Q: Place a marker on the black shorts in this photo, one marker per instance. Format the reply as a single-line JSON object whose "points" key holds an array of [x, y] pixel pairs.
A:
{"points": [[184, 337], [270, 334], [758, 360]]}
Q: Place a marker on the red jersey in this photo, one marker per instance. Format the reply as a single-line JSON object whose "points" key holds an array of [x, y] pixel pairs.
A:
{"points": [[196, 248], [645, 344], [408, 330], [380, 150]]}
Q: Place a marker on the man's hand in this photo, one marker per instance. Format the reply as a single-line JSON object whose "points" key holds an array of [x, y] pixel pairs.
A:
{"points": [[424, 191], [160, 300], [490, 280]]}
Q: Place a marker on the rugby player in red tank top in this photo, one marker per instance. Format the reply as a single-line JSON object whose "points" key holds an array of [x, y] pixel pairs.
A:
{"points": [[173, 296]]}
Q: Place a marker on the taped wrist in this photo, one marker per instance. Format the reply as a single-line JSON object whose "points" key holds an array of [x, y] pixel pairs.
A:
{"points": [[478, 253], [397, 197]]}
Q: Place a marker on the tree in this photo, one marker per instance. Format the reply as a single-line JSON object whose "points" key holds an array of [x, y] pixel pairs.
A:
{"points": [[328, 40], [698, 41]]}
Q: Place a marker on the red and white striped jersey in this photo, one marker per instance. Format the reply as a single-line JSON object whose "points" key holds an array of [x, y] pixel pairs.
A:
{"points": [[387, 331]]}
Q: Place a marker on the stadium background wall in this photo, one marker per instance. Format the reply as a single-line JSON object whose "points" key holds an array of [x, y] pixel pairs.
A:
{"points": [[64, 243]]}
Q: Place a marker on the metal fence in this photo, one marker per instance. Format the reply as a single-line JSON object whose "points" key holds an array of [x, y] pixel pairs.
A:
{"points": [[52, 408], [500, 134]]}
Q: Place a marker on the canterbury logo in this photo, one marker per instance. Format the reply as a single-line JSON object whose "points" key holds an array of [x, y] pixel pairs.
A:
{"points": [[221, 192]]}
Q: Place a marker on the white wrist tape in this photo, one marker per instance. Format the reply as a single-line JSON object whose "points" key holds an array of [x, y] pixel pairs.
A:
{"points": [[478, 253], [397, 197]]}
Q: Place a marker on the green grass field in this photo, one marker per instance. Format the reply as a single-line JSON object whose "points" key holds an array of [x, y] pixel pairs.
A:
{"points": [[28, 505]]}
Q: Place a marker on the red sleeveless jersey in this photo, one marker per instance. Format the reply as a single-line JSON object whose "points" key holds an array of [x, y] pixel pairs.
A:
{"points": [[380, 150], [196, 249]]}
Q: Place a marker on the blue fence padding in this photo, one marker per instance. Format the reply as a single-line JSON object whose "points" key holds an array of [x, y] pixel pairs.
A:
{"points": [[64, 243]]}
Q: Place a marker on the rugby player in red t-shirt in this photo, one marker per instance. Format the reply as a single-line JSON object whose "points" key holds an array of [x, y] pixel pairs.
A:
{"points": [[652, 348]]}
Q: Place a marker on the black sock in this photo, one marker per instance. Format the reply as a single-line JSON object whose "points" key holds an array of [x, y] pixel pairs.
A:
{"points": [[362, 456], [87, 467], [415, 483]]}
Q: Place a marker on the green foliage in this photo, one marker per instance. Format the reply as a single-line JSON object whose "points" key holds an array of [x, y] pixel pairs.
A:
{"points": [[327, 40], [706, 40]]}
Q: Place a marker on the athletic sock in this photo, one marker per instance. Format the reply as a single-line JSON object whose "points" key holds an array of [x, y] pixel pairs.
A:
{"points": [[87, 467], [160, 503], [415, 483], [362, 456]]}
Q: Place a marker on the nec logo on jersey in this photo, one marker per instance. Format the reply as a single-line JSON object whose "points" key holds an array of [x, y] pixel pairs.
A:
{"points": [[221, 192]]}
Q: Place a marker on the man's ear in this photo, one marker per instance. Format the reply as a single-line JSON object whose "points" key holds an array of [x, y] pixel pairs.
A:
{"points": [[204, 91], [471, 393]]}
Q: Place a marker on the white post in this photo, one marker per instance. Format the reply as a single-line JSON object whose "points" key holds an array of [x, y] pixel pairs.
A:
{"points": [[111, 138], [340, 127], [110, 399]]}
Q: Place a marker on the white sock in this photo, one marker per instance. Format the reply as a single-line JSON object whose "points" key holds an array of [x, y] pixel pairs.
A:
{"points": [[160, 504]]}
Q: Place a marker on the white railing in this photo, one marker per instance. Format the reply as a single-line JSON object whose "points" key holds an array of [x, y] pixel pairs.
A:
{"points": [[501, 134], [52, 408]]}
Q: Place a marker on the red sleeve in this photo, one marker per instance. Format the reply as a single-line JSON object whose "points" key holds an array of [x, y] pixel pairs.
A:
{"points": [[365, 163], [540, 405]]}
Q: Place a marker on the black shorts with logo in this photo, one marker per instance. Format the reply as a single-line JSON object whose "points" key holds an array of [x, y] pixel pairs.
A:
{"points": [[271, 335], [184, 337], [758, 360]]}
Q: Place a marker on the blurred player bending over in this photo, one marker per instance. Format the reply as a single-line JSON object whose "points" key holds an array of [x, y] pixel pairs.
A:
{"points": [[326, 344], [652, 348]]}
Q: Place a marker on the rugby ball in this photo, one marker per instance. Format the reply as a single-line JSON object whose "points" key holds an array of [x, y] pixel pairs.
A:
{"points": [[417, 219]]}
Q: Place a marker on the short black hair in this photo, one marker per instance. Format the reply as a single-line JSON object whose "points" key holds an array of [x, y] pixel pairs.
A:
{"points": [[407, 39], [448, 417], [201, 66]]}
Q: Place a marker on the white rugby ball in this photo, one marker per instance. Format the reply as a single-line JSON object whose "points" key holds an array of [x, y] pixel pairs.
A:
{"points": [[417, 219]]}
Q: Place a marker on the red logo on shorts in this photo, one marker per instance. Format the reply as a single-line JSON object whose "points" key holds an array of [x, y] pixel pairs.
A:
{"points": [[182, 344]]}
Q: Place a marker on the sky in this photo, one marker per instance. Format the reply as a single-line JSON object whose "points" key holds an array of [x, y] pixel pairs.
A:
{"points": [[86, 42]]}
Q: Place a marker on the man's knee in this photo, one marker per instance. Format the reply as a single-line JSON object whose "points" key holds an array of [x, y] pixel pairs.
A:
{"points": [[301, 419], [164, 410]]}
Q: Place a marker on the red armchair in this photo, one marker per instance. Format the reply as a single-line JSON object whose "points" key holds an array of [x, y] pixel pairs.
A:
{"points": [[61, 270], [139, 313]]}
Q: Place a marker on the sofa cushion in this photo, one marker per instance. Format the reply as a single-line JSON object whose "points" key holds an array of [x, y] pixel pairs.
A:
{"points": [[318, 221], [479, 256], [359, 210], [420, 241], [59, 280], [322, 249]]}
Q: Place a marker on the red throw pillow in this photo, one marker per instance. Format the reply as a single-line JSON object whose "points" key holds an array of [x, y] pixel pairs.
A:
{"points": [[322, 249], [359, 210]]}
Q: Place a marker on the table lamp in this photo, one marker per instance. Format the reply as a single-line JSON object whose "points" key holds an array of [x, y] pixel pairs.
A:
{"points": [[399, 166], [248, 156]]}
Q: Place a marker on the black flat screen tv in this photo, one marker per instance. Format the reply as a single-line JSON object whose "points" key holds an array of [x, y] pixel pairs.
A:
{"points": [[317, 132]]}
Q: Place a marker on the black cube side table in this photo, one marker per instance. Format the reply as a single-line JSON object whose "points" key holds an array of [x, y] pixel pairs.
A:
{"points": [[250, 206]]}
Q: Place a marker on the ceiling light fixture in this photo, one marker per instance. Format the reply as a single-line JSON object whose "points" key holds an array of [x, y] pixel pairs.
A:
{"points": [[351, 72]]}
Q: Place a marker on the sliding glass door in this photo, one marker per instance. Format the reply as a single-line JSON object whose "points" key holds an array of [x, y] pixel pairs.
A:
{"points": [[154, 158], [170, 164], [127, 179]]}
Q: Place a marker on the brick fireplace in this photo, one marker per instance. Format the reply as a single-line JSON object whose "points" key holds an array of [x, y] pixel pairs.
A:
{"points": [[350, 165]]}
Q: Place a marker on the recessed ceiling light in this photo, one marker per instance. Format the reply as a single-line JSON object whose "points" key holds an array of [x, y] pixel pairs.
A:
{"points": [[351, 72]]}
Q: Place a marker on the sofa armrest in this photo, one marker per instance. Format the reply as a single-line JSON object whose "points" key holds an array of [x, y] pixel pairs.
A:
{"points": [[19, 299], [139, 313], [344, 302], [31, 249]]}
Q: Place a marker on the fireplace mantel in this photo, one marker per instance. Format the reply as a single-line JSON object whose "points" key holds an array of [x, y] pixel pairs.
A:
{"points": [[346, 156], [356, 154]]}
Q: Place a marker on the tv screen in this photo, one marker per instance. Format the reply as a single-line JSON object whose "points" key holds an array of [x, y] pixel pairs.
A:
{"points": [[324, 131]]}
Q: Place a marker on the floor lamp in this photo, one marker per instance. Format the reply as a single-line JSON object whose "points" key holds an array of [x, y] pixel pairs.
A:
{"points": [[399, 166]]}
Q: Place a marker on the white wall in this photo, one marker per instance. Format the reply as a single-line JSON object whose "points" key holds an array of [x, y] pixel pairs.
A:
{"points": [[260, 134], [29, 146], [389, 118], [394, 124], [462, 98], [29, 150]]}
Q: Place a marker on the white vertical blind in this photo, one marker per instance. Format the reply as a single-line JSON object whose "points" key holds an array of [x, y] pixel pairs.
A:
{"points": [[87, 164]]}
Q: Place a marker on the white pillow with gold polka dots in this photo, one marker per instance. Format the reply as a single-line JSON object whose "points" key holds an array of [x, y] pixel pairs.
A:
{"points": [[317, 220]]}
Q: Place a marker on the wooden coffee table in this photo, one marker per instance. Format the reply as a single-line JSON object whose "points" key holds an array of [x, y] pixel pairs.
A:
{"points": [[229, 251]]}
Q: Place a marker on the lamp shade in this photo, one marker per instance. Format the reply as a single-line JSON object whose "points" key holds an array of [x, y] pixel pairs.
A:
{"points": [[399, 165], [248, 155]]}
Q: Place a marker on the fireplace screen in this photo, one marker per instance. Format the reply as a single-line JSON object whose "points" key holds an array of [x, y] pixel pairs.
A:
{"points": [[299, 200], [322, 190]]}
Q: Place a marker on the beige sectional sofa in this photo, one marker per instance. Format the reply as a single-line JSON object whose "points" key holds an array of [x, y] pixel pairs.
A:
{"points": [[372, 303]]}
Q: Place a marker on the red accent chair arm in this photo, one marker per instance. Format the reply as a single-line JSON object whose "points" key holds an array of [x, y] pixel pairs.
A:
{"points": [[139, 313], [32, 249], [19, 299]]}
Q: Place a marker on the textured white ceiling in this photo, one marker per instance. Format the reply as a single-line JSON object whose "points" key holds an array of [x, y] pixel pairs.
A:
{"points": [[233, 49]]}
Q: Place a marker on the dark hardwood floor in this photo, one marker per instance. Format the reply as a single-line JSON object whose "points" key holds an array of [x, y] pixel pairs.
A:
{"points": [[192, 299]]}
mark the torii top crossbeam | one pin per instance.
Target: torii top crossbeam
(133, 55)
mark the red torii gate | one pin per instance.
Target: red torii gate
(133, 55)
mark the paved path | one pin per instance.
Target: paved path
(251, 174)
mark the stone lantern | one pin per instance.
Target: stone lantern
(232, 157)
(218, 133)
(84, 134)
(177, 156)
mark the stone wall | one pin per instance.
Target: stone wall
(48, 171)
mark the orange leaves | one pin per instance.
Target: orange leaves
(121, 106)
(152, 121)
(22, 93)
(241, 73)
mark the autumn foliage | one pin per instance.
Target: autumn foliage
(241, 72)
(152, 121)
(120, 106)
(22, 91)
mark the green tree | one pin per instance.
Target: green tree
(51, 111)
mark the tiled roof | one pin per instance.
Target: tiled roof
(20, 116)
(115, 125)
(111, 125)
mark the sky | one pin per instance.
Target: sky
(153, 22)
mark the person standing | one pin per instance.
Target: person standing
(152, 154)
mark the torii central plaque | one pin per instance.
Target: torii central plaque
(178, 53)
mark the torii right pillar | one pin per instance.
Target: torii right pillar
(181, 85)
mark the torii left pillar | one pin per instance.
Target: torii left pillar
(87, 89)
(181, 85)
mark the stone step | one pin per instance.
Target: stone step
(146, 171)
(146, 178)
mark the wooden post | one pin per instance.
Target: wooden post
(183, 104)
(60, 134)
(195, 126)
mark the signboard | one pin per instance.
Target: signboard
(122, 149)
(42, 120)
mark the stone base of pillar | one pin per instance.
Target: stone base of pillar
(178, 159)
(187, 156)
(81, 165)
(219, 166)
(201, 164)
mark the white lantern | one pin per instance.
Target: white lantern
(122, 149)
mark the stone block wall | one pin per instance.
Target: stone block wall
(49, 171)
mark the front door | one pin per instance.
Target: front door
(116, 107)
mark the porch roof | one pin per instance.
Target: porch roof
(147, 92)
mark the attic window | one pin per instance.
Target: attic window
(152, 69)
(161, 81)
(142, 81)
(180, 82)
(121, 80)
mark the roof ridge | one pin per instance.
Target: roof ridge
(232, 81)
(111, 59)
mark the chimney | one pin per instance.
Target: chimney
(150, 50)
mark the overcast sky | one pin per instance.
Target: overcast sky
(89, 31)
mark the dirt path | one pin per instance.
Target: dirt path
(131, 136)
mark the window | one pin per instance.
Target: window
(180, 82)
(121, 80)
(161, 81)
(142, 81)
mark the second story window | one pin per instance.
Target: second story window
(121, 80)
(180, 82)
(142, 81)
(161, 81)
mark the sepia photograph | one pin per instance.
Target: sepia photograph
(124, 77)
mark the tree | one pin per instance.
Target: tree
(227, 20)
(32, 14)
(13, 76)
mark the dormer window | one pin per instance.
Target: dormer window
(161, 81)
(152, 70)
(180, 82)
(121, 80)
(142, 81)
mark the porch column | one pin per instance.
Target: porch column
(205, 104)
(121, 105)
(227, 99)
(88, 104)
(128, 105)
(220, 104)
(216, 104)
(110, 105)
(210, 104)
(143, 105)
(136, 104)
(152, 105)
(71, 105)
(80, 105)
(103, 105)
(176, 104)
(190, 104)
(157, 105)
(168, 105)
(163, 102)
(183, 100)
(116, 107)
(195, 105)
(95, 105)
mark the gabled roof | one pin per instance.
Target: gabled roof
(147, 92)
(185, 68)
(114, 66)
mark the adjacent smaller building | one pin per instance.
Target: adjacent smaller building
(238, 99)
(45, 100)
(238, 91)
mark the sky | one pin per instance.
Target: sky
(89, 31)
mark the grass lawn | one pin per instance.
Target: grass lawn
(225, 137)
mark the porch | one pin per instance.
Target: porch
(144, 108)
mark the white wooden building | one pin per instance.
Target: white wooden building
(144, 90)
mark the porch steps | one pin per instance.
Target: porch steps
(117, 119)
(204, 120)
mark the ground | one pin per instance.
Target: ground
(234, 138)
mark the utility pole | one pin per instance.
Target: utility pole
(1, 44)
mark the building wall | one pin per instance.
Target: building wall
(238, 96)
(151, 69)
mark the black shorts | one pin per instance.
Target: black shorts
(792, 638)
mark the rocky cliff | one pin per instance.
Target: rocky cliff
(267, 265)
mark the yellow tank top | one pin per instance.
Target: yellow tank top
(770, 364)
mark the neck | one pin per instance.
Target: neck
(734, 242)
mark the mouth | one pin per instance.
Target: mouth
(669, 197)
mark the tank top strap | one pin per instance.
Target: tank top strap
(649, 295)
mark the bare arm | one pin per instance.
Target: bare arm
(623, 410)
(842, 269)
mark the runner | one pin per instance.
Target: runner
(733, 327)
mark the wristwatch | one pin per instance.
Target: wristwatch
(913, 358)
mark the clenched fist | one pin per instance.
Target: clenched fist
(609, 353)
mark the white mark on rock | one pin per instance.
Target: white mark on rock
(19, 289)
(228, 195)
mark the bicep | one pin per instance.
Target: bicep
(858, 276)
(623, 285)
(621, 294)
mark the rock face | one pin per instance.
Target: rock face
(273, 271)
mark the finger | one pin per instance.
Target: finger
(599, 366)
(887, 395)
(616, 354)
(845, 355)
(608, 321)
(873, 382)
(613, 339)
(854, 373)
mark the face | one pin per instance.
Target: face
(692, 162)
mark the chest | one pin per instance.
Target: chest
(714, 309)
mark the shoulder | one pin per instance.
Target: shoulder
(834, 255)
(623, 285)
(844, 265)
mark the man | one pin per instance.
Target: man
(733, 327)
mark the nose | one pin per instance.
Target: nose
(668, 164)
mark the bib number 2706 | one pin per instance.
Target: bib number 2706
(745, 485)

- _Work to complete_
Could you return the lines in the entries above that contain "lamp"?

- _Answer below_
Q: Place a marker on the table lamp in this photo, one marker per instance. Format the reply as a single-line JSON object whose "points" key holds an array of [x, y] pixel pairs.
Q: Place a marker on the floor lamp in this photo, one marker per instance. Format the reply as a single-line JSON object whose "points" key holds an array of [x, y] pixel pairs.
Q: Place a marker on the lamp shade in this photo, one marker per instance. Format the reply as a single-line JSON object whose "points" key holds an array of [x, y] pixel pairs.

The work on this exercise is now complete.